### Required work
Starting at the line that contains "# Target: green stripe on plate", restate each line word for word through the final line of the data, keeping both ends.

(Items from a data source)
────────────────────
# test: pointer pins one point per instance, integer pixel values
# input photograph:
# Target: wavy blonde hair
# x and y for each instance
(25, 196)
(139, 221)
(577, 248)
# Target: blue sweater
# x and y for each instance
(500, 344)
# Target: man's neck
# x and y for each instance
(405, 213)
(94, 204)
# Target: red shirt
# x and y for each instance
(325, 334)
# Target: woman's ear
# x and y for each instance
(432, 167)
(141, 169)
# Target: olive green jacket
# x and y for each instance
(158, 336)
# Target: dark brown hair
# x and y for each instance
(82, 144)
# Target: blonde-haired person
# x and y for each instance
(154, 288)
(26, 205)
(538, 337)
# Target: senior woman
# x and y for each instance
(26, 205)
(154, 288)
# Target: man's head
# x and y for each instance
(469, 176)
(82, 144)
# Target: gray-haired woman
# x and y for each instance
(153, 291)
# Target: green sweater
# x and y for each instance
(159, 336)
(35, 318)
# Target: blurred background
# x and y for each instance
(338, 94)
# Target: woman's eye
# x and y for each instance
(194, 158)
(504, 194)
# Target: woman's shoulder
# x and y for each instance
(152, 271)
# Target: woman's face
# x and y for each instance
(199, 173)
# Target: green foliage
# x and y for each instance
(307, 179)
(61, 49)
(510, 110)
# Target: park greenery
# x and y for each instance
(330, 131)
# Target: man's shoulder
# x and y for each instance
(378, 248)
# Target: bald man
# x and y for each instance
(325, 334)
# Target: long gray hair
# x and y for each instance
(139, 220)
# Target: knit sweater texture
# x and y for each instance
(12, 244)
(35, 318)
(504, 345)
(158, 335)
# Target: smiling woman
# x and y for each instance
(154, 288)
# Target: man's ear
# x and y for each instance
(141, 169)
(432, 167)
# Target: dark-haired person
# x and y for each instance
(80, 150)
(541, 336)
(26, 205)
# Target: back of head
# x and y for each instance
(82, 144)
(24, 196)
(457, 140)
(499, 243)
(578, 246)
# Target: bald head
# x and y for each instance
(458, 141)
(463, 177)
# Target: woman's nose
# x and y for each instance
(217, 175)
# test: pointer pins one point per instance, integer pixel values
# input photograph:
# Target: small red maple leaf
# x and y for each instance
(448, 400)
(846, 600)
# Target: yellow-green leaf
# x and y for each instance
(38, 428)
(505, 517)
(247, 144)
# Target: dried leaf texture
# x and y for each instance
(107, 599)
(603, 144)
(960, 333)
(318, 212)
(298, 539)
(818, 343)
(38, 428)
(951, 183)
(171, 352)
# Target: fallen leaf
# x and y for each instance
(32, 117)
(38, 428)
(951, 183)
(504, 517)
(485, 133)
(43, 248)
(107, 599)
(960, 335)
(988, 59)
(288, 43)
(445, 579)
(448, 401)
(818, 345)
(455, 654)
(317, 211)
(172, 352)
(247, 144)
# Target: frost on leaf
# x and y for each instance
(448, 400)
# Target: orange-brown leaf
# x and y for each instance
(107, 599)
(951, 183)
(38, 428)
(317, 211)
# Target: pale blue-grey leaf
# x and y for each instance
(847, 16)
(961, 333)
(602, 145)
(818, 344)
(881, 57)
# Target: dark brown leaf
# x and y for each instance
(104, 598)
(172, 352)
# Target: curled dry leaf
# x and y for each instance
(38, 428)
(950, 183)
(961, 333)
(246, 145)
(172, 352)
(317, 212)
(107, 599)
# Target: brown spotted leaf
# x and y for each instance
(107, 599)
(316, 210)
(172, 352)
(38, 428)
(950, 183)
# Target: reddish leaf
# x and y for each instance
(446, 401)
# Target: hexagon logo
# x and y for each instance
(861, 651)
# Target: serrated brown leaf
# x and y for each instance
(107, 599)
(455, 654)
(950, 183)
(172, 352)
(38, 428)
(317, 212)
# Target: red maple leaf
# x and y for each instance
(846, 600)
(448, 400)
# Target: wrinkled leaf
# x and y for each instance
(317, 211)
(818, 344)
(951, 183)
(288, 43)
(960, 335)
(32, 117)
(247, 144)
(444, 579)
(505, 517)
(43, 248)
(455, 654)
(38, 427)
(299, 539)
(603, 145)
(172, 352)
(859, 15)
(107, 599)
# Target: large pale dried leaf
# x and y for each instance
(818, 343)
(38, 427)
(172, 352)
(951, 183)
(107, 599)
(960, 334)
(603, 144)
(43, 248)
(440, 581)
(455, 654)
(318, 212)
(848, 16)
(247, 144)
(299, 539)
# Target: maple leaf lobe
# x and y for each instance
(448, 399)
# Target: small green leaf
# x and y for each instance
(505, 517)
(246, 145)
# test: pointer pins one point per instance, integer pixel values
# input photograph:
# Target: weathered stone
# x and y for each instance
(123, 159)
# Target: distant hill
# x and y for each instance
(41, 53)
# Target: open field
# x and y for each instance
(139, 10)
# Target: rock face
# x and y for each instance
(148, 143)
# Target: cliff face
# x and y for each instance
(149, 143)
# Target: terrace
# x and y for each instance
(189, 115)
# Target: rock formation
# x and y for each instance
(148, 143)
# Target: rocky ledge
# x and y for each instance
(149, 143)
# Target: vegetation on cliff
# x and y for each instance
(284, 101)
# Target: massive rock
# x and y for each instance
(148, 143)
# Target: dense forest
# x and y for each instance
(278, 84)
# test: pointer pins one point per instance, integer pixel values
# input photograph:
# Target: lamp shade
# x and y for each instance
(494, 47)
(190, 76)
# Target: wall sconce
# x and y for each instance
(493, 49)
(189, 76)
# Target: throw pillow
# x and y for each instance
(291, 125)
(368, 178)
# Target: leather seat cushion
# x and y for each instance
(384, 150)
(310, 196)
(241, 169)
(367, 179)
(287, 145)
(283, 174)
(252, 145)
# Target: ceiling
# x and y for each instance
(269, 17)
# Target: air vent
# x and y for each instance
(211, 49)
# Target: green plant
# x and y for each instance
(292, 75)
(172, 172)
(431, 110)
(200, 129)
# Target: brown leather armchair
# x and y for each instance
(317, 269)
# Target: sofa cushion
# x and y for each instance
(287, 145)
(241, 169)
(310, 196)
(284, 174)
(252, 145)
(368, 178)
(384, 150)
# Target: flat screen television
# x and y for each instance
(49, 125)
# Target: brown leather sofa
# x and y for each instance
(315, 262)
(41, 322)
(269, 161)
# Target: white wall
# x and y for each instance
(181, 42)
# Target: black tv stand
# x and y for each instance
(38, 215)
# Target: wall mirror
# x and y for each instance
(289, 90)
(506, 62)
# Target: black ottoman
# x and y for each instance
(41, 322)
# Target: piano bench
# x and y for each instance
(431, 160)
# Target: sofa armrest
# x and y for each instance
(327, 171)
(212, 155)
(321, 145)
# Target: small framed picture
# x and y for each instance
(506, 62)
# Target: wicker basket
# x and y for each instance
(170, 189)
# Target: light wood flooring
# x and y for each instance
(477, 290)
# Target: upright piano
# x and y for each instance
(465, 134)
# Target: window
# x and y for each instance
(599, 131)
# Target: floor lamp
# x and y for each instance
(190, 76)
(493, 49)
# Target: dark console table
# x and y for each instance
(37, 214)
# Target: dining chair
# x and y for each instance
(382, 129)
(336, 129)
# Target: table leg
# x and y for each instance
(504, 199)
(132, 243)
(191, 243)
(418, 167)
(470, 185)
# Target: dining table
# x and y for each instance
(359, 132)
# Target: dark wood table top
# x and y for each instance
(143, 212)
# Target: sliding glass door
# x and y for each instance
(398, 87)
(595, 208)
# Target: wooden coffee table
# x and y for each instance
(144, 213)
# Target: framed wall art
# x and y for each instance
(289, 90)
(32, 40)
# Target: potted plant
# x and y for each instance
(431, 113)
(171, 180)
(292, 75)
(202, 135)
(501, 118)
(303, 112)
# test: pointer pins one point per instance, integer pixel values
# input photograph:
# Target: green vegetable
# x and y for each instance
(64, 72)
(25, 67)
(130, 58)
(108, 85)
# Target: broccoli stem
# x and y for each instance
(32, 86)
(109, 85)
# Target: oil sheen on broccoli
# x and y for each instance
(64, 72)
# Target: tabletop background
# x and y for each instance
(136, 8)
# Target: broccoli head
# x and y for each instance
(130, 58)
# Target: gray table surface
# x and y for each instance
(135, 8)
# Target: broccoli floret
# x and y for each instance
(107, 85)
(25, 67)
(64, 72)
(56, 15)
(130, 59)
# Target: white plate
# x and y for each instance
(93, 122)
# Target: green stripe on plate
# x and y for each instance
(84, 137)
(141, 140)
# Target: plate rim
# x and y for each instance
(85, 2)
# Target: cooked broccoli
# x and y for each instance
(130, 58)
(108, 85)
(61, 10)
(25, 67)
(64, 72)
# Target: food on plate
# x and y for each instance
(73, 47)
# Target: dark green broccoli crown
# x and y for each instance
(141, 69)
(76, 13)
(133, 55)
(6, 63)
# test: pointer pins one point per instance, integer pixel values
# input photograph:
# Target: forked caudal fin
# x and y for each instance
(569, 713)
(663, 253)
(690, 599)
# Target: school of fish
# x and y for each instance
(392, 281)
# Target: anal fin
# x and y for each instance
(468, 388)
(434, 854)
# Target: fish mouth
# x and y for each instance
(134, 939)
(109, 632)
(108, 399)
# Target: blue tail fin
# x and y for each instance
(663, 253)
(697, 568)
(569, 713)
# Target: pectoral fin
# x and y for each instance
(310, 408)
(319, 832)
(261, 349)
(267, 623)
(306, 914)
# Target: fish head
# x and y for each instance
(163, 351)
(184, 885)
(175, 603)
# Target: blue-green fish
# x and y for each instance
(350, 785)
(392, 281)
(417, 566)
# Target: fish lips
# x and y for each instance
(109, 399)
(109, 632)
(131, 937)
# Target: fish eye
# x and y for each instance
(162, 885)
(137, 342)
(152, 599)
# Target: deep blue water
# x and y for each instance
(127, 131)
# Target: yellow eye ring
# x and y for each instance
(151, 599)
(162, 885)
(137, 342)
────────────────────
### Output of the exercise
# Target: green stripe on plate
# x and y for each instance
(84, 137)
(141, 140)
# Target: plate rim
# x and y for each instance
(85, 2)
# Target: cooked broccoli
# x and y for each instance
(130, 58)
(108, 85)
(61, 10)
(25, 67)
(64, 72)
# Target: food on plate
# x and y for each instance
(73, 47)
# Target: dark green broccoli crown
# x and y for each instance
(141, 69)
(76, 13)
(133, 55)
(6, 63)
# test: pointer pins one point per instance, integer pixel values
# input photograph:
# Target: forked caudal fin
# x and y for each instance
(569, 713)
(663, 253)
(690, 599)
# Target: school of fish
# x and y for each instance
(392, 281)
# Target: anal fin
# x and y for each instance
(468, 388)
(434, 854)
# Target: fish mouth
# x and y for each instance
(134, 939)
(109, 632)
(108, 399)
# Target: blue tail fin
# x and y for each instance
(663, 253)
(697, 568)
(569, 713)
# Target: pectoral fin
# x and y for each instance
(310, 408)
(319, 832)
(261, 349)
(267, 623)
(306, 914)
# Target: fish head
# x and y for each instance
(163, 351)
(184, 885)
(175, 603)
# Target: blue-green fish
# x and y for each instance
(350, 785)
(392, 281)
(417, 566)
# Target: fish lips
# x and y for each instance
(109, 399)
(109, 632)
(131, 937)
# Target: fish eye
# x and y for each instance
(162, 885)
(137, 342)
(152, 599)
# Target: deep blue water
# x and y for each instance
(127, 131)
# Target: yellow eye ring
# x and y for each instance
(151, 599)
(162, 885)
(137, 342)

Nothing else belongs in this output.